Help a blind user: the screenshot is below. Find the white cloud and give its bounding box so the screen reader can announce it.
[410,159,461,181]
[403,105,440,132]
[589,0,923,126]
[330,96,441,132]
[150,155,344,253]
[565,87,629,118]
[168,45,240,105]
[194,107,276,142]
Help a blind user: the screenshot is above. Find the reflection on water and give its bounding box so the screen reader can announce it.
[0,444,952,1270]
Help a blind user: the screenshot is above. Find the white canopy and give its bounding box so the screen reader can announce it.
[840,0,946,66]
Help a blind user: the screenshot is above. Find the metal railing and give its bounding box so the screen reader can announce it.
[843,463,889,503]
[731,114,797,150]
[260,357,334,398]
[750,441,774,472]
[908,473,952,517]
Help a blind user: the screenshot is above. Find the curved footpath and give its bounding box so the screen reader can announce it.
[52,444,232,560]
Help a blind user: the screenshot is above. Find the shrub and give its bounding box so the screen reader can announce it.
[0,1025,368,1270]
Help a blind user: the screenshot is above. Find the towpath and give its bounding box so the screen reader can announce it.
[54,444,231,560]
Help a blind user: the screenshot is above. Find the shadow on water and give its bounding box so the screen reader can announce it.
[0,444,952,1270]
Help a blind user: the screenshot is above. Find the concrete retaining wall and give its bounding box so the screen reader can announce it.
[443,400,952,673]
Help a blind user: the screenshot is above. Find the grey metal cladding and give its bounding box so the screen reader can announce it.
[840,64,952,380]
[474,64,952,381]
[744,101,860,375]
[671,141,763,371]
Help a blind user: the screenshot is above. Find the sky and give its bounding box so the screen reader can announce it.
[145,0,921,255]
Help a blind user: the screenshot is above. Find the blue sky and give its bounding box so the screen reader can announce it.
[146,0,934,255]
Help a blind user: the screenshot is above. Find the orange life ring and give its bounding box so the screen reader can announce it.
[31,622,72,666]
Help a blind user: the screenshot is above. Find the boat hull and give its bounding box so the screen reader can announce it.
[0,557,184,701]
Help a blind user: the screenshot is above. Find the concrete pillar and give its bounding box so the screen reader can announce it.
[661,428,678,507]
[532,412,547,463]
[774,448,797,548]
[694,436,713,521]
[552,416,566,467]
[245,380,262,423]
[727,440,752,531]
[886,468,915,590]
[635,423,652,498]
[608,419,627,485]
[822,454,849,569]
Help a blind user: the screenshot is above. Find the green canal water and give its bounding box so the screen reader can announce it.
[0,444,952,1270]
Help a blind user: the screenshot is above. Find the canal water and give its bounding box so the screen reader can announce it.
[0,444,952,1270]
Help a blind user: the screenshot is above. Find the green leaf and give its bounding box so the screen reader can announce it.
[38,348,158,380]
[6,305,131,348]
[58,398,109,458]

WHAT YOU HAVE TO DO: Arrange every line of the data above as a numbered list, omitting any blank lines.

TASK SOLUTION:
1. Help a blind user: the screenshot is below. Find the white cloud and give its bounding box so the screen reader can announce it.
2. [410,159,461,181]
3. [403,105,440,132]
4. [589,0,923,126]
5. [330,96,441,132]
6. [150,155,344,253]
7. [565,87,629,118]
8. [168,45,240,105]
9. [194,107,276,142]
10. Help a blind user: the screenshot is above. Find the reflection on water and give its bounding box so the screen reader can announce it.
11. [0,444,952,1270]
12. Help a blind user: the screenshot is above. Find the white canopy and give its bounding box so the screen reader can announce it.
13. [840,0,946,66]
14. Help a blind user: the screenshot is above. Find the metal railing and give its bounding box so the screen reader can announce it.
15. [843,463,889,503]
16. [731,114,797,150]
17. [260,357,334,398]
18. [750,441,774,472]
19. [908,473,952,517]
20. Help a blind user: the screenshot is above. Find the curved footpath and give its bounding box so the screen reader can announce it.
21. [52,444,232,560]
22. Help a blind user: the screenshot is above. Find the shrub and give its bounding box so the screen reader can announce it.
23. [0,1025,368,1270]
24. Help a blind user: the screenshot is above. Find the towpath and give its bounding box so the screen reader can announce it.
25. [54,444,231,560]
26. Help a blind user: the screenshot is above. Find the shadow on water and give its bounding box so the screen reader can announce it.
27. [0,444,952,1270]
28. Help a blind user: the screenshot is above. Find the concrete retaining wall and give its bounding box so the screen reader can announce it.
29. [443,400,952,673]
30. Help a blind user: the screenshot is above. Find the grey metal cladding and give its bounding box so the screen reader can announce it.
31. [840,64,952,380]
32. [474,64,952,381]
33. [744,101,860,375]
34. [671,141,763,371]
35. Help a blind user: the screenshot is above. Find the sky and give its bounding box so the screen reader can announce it.
36. [145,0,921,255]
37. Help a blind user: the screenshot is above. Find the blue sky and give its bounding box so the screen reader can announce it.
38. [146,0,934,255]
39. Help a blind user: the screenshot is above. Find the orange life ring and give its bounding box so the screen reader can announce it.
40. [31,622,72,666]
41. Help a blind user: the screenshot is above. Find the boat hull and give its bounding box so the screen reader can announce it.
42. [0,557,184,701]
43. Help a blind user: the screenshot is above. Find the concrete pillar and give its bounding box so the screen reader can announce it.
44. [661,428,678,507]
45. [532,412,547,463]
46. [774,448,797,548]
47. [694,436,713,521]
48. [552,416,566,467]
49. [245,380,262,423]
50. [727,440,752,531]
51. [886,468,915,590]
52. [635,423,652,498]
53. [608,419,627,485]
54. [822,454,849,569]
55. Help a blind user: the screenshot is above. Find the green canal water and give its bounding box so the screen reader can announce it.
56. [0,444,952,1270]
57. Help a blind user: the screenshot is above. Find the canal water and give its bounding box so the screen reader can announce it.
58. [0,444,952,1270]
59. Help a blind user: the screenshot is above. Find the green leaf and give its bounding box so the screen reader can announce it.
60. [38,348,158,380]
61. [6,305,131,348]
62. [58,398,109,458]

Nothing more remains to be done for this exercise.